> TEXT PROVIDED:
_ _ _ _ _

2. The Use of New Technologies

The Border Security Bill recognizes that in order to gather and make accessible a great range of information about individuals and their identities, it is critical to make use of existing and emerging technologies to achieve the most reliable means of verifying identity. The bill seeks to upgrade the technological capacities of the government so that federal agency personnel are better trained and equipped to use new technologies to effectively screen out potential terrorists. The bill also includes provisions for the issuance of machine-readable, tamper-resistant, travel documents with biometric identifiers that would promote the use of secure passports and visas resistant to counterfeiting. The federal government needs to fund the development and use of these new technologies and ensure that the various federal agencies coordinate compatible efforts in this area. Given the importance and complexity of these efforts relative to the short time frames provided in the bill, Congress needs to be willing to modify these deadlines as needed.

It also is important to recognize that as we attempt to strategically balance our security concerns with our economic needs, we need to test these new technologies and staff them appropriately. And the need is acute. After September 11, people in the border pedestrian lines waited 4 to 6 hours to enter the U.S., due to the mandate that all applicants for entry be subjected to an Interagency Border Inspection System (IBIS) security check. Because of a lack of scanners, other equipment, and staffing, the ports were backlogged and incapable of initiating any inspection efficiencies.

_ _ _ _ _

> DATA RECORDS:
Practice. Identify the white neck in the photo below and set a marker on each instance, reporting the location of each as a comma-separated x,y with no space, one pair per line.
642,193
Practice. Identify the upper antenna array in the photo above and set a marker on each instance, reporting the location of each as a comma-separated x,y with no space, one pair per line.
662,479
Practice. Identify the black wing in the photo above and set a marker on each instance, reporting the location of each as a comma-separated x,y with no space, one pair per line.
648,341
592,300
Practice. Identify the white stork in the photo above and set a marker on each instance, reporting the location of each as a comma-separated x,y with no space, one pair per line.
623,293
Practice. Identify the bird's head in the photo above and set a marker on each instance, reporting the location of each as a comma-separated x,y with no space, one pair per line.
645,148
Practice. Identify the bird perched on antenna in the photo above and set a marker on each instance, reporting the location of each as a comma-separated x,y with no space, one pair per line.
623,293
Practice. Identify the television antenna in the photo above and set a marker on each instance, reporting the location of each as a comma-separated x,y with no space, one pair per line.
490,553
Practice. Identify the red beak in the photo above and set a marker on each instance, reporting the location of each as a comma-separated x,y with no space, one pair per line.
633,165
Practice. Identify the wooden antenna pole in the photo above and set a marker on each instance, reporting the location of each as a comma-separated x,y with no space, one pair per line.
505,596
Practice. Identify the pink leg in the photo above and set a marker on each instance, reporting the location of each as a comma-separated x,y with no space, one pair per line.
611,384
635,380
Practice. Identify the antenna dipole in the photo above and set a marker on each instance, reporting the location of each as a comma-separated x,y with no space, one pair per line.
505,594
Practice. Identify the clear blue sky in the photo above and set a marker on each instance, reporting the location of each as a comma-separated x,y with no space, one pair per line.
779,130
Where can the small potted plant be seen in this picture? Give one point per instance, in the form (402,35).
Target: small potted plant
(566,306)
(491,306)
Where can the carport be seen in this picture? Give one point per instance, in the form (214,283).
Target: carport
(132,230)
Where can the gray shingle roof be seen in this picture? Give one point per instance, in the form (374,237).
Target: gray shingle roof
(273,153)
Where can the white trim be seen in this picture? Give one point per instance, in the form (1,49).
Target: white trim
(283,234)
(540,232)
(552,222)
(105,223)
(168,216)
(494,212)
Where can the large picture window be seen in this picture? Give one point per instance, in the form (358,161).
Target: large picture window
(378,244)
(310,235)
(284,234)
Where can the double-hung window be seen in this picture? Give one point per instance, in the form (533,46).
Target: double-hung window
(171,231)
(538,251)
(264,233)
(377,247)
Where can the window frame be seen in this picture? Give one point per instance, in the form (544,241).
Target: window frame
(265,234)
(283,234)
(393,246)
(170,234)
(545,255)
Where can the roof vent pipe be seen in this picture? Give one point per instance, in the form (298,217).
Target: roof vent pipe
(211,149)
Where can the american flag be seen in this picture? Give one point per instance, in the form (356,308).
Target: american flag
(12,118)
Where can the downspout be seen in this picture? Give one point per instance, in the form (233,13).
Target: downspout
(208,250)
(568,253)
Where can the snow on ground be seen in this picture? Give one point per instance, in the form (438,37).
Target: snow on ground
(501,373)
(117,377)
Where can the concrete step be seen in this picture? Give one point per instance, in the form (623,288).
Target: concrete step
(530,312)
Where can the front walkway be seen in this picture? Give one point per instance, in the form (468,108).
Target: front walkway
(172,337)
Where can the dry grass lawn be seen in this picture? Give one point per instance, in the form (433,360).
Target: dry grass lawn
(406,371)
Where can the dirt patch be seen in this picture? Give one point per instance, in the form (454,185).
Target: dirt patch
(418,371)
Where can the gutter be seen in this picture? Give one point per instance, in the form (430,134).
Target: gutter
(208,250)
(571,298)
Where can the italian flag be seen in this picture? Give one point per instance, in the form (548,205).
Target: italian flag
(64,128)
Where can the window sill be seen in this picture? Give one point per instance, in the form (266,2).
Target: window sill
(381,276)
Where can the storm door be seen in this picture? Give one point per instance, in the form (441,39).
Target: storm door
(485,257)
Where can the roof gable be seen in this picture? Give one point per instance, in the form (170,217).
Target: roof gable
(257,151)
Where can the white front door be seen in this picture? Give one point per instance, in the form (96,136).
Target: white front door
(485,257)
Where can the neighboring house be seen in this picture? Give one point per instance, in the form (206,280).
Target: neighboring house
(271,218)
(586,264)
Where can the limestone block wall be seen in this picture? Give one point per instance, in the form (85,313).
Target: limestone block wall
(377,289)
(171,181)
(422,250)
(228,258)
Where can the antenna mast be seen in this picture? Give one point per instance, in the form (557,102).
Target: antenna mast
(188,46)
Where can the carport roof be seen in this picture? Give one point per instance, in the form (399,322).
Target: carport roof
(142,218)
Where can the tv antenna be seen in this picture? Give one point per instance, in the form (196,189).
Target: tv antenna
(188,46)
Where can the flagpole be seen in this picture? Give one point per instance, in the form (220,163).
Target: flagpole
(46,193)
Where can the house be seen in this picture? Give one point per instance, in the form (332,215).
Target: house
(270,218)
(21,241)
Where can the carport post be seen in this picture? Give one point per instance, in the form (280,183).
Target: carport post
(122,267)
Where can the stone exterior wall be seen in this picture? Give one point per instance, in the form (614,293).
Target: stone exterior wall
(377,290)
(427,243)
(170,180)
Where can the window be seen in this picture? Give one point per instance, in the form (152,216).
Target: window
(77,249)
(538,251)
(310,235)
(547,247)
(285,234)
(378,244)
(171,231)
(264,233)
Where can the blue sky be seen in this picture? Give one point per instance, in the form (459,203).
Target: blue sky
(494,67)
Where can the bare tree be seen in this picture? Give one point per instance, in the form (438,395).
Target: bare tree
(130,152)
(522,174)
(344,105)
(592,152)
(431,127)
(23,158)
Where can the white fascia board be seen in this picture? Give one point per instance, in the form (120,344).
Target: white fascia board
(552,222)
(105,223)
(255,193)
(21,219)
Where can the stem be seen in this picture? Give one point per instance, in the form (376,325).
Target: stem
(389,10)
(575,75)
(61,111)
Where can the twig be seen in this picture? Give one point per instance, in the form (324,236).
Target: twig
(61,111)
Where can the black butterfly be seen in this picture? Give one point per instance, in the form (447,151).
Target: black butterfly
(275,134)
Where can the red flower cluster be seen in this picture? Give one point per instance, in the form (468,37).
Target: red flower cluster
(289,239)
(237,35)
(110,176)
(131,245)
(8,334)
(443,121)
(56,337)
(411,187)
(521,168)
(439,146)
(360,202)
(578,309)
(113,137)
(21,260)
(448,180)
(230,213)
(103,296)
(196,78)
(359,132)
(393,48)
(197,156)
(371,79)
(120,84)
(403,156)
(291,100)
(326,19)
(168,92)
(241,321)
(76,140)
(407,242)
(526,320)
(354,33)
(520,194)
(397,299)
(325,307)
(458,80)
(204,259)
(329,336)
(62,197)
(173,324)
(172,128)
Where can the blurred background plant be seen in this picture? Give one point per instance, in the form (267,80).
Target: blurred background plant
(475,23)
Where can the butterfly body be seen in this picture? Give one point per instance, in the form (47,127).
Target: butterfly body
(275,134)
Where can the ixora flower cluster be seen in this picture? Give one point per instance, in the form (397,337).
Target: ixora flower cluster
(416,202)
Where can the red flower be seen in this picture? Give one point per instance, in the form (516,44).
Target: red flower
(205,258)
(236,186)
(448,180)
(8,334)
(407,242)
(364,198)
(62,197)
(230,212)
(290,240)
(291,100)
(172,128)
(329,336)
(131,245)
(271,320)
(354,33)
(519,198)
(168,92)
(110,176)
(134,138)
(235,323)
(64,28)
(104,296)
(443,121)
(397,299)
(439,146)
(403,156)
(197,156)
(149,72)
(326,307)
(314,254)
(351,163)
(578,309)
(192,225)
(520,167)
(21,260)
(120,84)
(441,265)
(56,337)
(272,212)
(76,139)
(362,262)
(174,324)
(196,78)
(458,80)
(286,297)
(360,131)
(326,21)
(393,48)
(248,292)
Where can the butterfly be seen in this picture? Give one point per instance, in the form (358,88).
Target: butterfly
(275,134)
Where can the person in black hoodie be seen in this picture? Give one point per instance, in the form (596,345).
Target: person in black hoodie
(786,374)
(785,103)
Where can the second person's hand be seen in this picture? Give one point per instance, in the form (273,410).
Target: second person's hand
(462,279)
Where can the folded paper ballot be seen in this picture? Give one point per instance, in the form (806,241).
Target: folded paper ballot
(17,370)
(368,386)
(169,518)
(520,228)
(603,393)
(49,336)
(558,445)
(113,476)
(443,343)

_ _ _ _ _

> INSTRUCTIONS TO FOLLOW: Please write what follows next in the passage on the Border Security Bill and new technologies, continuing it from its final sentence.

> SOLVED PROBLEM:
3. Interoperable Data System, Lookout Lists, and Protections

The Enhanced Security Bill includes a provision requiring the development and implementation of an interoperable data system to provide current and immediate access to information contained in the databases of federal law enforcement agencies and the intelligence community that is relevant to visa issuance determinations and determinations of an alien’s admissibility or removability. U.S. federal agencies, as well as international law enforcement officials, need real time, direct access to certain information from the different agencies’ databases. The “lookout lists” created by these databases include the names of people who should not be admitted to the U.S. or who should be pulled aside for questioning should the authorities come into contact with them. Increased funding would allow the agencies to build up their technological capacities so that DOS and INS could directly access the FBI’s and other agencies’ databases. Direct and timely access to this data would enable law enforcement agencies to act immediately to identify those high-risk individuals who seek to enter the U.S. or receive other immigration benefits. Names and relevant identifying information could assist agencies in interdicting individuals.

The bill also includes important safeguards against potential abuse of this data by: limiting the redissemination of information; ensuring that such information is used solely to determine whether to issue a visa or to determine admissibility or removability; ensuring the accuracy, security, and confidentiality of information; protecting any privacy rights of individuals who are the subject of such information; providing for the timely removal and destruction of obsolete or inaccurate information; and doing so in a manner that protects the sources and methods used to acquire intelligence information. The bill also addresses the need for algorithms to account for various name and language transliterations.

Such safeguards will become even more necessary as the lists increase in size and unfamiliar names from various regions of the world may be incorrectly keyed in to a database. We must make every effort to ensure the accuracy and timeliness of the names on these lists so that the right, not wrong, individual is targeted.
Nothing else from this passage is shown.